● **Written request**
Beginning with the line where "One keypoint belongs to every instance. Tag the large" appears, restate the lines word for word through the last one in the listing.

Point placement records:
• • •

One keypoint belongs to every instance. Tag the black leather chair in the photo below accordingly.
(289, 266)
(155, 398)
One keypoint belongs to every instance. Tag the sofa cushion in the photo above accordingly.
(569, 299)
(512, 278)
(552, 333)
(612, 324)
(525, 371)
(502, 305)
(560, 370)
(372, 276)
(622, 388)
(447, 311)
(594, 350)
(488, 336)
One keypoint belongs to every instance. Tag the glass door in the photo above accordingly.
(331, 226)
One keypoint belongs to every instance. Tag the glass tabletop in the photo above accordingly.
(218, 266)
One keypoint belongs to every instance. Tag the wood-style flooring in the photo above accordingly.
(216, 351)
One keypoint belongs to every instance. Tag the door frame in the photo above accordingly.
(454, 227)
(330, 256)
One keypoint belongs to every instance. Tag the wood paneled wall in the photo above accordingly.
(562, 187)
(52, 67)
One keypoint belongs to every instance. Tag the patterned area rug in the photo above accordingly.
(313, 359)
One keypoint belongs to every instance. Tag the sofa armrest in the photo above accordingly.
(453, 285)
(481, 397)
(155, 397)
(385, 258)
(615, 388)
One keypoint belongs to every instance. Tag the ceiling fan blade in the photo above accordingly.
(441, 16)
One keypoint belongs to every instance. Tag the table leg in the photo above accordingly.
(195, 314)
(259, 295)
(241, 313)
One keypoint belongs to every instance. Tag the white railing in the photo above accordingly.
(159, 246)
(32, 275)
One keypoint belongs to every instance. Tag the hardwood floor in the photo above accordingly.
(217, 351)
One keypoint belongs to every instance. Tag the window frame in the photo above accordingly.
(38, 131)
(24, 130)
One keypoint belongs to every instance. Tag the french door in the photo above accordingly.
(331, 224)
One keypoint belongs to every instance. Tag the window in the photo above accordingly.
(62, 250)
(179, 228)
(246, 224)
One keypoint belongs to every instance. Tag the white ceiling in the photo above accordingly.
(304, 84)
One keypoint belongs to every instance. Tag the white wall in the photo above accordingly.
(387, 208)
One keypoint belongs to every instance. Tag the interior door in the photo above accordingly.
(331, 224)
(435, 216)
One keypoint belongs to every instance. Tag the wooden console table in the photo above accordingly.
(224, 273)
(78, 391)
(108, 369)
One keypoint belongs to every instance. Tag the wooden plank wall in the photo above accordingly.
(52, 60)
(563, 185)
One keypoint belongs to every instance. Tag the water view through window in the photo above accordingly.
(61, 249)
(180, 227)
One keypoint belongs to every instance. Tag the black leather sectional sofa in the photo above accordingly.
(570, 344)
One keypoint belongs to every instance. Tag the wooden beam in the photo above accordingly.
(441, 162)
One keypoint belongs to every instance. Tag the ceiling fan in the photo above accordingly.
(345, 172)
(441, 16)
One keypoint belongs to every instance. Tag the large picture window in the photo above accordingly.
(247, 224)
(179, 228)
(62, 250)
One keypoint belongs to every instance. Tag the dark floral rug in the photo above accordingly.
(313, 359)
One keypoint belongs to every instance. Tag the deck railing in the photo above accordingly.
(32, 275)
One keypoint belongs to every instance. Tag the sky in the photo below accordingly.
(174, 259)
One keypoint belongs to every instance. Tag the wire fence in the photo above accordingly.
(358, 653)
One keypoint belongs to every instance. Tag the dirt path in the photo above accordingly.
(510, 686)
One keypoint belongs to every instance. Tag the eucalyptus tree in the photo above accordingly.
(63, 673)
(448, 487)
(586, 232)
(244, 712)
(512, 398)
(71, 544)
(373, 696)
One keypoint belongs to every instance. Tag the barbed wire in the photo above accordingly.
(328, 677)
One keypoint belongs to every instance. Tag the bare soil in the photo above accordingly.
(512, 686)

• • •

● **Result**
One keypoint belongs to every instance. Tag the large picture window in the photo above accordingly.
(247, 224)
(179, 228)
(62, 250)
One keypoint belongs to every instance. Tag the dark floral rug in the photo above accordingly.
(313, 359)
One keypoint belongs to every instance. Tag the deck railing in the photo above accordingly.
(32, 275)
One keypoint belongs to every instance. Tag the sky in the photo below accordingly.
(174, 259)
One keypoint belongs to every instance. Tag the wire fence in the photo above accordingly.
(358, 653)
One keypoint belongs to every instance. Tag the dirt path in the photo above accordingly.
(510, 686)
One keypoint belongs to every instance. Tag the eucalyptus tree in the photo above accordingly.
(63, 673)
(448, 487)
(586, 232)
(244, 712)
(512, 398)
(71, 544)
(373, 696)
One keypoint belongs to every instance. Tag the barbed wire in the photo above accordingly.
(328, 677)
One keypoint belongs to every instance. Tag the bare soil in the photo above accordingly.
(512, 686)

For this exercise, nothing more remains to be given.